(Dataset entries)
◆ ◆ ◆ ◆

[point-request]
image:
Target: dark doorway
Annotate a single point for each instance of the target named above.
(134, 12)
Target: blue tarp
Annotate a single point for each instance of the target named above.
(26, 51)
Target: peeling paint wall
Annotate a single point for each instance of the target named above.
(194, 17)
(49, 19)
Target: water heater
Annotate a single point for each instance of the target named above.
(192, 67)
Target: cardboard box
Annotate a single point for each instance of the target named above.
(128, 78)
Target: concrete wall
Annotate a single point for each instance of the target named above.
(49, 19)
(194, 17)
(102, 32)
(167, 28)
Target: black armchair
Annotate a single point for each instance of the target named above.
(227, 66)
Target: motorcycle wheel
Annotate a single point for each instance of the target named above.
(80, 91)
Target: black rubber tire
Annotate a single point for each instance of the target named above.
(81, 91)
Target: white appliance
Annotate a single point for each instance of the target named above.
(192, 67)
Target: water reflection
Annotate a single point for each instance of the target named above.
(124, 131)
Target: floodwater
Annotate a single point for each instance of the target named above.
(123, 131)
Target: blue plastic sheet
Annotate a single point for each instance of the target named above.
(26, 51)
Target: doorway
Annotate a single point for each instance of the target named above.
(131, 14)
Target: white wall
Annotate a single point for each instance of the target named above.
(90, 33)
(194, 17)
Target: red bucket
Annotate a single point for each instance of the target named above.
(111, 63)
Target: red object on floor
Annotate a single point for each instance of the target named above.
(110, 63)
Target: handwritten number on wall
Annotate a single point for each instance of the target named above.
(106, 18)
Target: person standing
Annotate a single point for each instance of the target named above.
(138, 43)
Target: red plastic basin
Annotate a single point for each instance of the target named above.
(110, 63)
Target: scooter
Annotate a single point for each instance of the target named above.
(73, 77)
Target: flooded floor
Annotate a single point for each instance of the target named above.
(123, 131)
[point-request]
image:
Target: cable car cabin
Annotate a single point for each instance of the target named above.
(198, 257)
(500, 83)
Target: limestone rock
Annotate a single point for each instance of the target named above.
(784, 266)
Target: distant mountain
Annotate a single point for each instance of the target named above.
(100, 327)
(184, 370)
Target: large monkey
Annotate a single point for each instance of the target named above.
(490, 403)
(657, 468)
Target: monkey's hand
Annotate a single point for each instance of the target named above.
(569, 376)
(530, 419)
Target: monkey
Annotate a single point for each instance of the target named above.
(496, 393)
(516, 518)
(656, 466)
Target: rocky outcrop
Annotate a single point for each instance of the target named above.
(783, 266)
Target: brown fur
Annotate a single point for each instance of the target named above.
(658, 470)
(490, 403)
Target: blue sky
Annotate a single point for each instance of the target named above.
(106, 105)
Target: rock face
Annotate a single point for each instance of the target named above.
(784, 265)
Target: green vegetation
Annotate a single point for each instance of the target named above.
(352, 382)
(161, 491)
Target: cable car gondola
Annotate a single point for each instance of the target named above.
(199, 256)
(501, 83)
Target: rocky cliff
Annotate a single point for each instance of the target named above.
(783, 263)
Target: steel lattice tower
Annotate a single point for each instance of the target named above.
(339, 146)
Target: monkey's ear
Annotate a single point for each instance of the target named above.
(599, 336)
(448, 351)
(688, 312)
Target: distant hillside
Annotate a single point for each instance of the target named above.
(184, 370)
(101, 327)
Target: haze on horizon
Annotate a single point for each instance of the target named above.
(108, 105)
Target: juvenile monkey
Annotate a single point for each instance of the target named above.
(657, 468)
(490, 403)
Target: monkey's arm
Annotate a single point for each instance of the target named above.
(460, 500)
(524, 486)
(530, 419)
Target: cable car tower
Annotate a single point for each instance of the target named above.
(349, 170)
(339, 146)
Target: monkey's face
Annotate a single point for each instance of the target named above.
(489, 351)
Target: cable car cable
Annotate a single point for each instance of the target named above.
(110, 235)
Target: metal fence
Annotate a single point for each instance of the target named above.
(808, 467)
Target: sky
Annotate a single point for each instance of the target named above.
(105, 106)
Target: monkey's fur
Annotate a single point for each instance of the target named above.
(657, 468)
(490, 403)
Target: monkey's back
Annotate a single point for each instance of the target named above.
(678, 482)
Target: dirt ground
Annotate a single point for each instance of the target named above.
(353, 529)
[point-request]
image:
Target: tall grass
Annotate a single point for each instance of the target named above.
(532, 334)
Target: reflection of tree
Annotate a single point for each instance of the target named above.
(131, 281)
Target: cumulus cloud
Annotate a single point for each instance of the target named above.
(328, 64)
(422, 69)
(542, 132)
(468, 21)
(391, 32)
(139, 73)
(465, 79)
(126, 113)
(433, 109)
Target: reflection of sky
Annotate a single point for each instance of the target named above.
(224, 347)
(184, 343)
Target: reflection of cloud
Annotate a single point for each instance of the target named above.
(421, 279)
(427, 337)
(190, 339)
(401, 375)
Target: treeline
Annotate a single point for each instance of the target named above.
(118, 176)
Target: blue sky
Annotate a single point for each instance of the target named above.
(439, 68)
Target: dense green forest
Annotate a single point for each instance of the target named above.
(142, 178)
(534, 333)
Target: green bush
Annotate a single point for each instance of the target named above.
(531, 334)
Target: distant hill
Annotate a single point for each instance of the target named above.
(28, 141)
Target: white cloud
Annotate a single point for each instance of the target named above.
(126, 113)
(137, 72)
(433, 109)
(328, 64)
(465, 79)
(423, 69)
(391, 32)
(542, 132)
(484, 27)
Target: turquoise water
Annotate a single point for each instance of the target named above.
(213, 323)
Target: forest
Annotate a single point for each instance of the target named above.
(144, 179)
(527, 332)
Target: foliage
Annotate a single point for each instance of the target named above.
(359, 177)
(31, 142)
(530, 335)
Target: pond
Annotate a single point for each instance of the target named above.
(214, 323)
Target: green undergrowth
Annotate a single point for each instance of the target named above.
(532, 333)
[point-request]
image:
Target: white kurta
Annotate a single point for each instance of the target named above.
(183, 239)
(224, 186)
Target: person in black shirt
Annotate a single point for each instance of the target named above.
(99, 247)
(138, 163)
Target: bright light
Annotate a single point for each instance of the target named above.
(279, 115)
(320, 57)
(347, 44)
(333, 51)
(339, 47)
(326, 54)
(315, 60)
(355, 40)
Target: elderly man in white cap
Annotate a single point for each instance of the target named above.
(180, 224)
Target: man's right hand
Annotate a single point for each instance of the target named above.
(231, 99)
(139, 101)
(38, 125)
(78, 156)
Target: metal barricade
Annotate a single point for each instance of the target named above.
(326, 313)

◆ ◆ ◆ ◆

WORK INSTRUCTION ▸ Every line of the records should be reproduced exactly.

TASK RESULT ▸
[point-request]
image:
Target: dark doorway
Annotate a single point for each instance of the target named above.
(134, 12)
Target: blue tarp
Annotate a single point for each instance of the target named above.
(26, 51)
Target: peeling paint wall
Annotate a single point for each instance of the target named above.
(194, 17)
(49, 19)
Target: water heater
Annotate a single point for each instance of the target named above.
(192, 67)
Target: cardboard box
Annotate a single point for each instance of the target named above.
(128, 78)
Target: concrete wall
Annotate a single point for each instance of the target named above.
(49, 19)
(194, 17)
(102, 32)
(167, 28)
Target: black armchair
Annotate a single point for each instance of the target named above.
(227, 66)
Target: motorcycle wheel
Annotate a single point for each instance of the target named above.
(80, 91)
Target: black rubber tire
Annotate a single point for each instance of the target named above.
(81, 91)
Target: white appliance
Annotate a single point for each instance of the target named above.
(192, 67)
Target: water reflection
Annotate a single point for each instance of the target named above.
(124, 131)
Target: floodwater
Annotate a single point for each instance of the target named above.
(123, 131)
Target: blue plastic sheet
Annotate a single point for each instance of the target named above.
(26, 51)
Target: doorway
Annotate a single point for each instance of the target named above.
(131, 14)
Target: white wall
Annotate a single point for each instance of the target named above.
(90, 33)
(194, 17)
Target: red bucket
Annotate a single point for each instance of the target named above.
(111, 63)
Target: red object on floor
Annotate a single point for each instance of the target named above.
(110, 63)
Target: handwritten number on wall
Annotate a single point for each instance of the target named above.
(106, 18)
Target: person standing
Annotate a single point for each instance of the target named above.
(138, 43)
Target: red plastic basin
Annotate a single point for each instance of the target named above.
(110, 63)
Target: scooter
Annotate a single point for each instance of the target named above.
(73, 77)
Target: flooded floor
Annotate a single point for each instance of the target named above.
(123, 131)
[point-request]
image:
Target: cable car cabin
Annotate a single point for each instance of the target named above.
(198, 257)
(500, 83)
Target: limestone rock
Annotate a single point for each instance of the target named above.
(784, 266)
Target: distant mountain
Annotate a single point for each instance of the target named above.
(100, 327)
(184, 370)
Target: large monkey
Annotate a single point for each instance of the target named above.
(490, 403)
(657, 468)
Target: monkey's hand
Annotate a single point for each instance of the target named above.
(569, 376)
(530, 419)
Target: monkey
Annotate a single point for each instance of the target named above.
(496, 393)
(516, 518)
(656, 466)
Target: rocky outcrop
Annotate a single point for each instance of the target named above.
(783, 266)
Target: brown fur
Annotate a single point for each instance of the target named above.
(658, 470)
(490, 403)
Target: blue sky
Annotate a single point for each instance of the target named above.
(106, 105)
Target: rock face
Annotate a single point for each instance of the target named above.
(784, 265)
Target: green vegetation
Annotate a single point for each instance of the target named above.
(352, 382)
(161, 491)
Target: cable car gondola
Annotate a single point for each instance of the target named above.
(199, 256)
(501, 83)
Target: rocky cliff
Annotate a single point for each instance of the target named above.
(783, 263)
Target: steel lattice tower
Annotate a single point for each instance of the target named above.
(339, 146)
Target: monkey's ear
Annotate a single point for each instance of the target named above.
(599, 336)
(448, 351)
(688, 312)
Target: distant hillside
Annotate a single point for each instance of the target named above.
(184, 370)
(101, 327)
Target: haze on horizon
Annotate a single point for each instance of the target named above.
(108, 105)
Target: juvenile monkey
Annotate a single point for each instance of the target named above.
(657, 468)
(490, 403)
Target: monkey's arm
Annotate a single point for each instance of the target named above.
(460, 500)
(524, 486)
(530, 419)
Target: cable car tower
Annotate a single point for each instance of the target named above.
(349, 170)
(339, 146)
Target: monkey's face
Annotate a single point for each instance of the target named above.
(489, 351)
Target: cable car cable
Annotate a single point for each instance of the target named above.
(110, 235)
Target: metal fence
Annotate a single point for each instance of the target named above.
(808, 467)
Target: sky
Annotate a single point for each instance of the target named above.
(105, 106)
Target: monkey's fur
Annotate a single point for each instance of the target named above.
(657, 468)
(490, 403)
Target: monkey's back
Annotate a single point for each instance of the target named above.
(678, 482)
Target: dirt ground
Annotate a single point for each instance of the target named above.
(353, 529)
[point-request]
image:
Target: tall grass
Annotate a single point for each instance of the target named above.
(532, 334)
Target: reflection of tree
Annotate a single point for each instance of the target named above.
(131, 281)
Target: cumulus cloud
Annotate a single point for each instance of the target named above.
(328, 64)
(422, 69)
(542, 132)
(468, 21)
(391, 32)
(139, 73)
(465, 79)
(126, 113)
(433, 109)
Target: reflection of sky
Annotate a single point for each instance of the target named above.
(224, 347)
(184, 343)
Target: reflection of cloud
Annotate a single point for each instance of the target named above.
(421, 279)
(427, 337)
(190, 339)
(401, 375)
Target: treeline
Annotate a single point for each instance of the target named above.
(118, 176)
Target: blue sky
Annotate a single point for each instance of the target named above.
(439, 68)
Target: dense green forest
Annotate a single point for each instance of the target named above.
(142, 178)
(534, 333)
Target: green bush
Annotate a single point for each instance of the target named above.
(531, 334)
Target: distant hill
Annotate a single point for each instance of the target named above.
(28, 141)
Target: white cloud
Annotate a single point for each instance of the target named above.
(126, 113)
(137, 72)
(433, 109)
(328, 64)
(465, 79)
(423, 69)
(391, 32)
(542, 132)
(484, 27)
Target: turquoise water
Annotate a single point for each instance of the target named above.
(213, 323)
Target: forest
Annotate a single point for each instance of the target named above.
(144, 179)
(527, 332)
Target: foliage
Annotate a single point for each instance of the target named above.
(359, 177)
(31, 142)
(530, 335)
Target: pond
Annotate a single point for each instance of the target named above.
(214, 323)
Target: green undergrowth
Annotate a single point for each instance of the target named above.
(532, 333)
[point-request]
image:
Target: white kurta
Annotate a single point for each instance of the target named above.
(183, 239)
(224, 186)
Target: person in black shirt
Annotate a single point for each instance of the target named above.
(99, 247)
(138, 163)
Target: bright light
Annotate a single point for each instance of the target named above.
(279, 115)
(320, 57)
(347, 44)
(333, 51)
(339, 47)
(326, 54)
(315, 60)
(355, 40)
Target: elderly man in white cap
Annotate a single point for each instance of the target named above.
(180, 224)
Target: man's right hand
Annotate a single point for each instance of the target named above.
(231, 99)
(139, 101)
(38, 125)
(78, 156)
Target: metal barricade
Annotate a single point for each instance of the target named above.
(326, 313)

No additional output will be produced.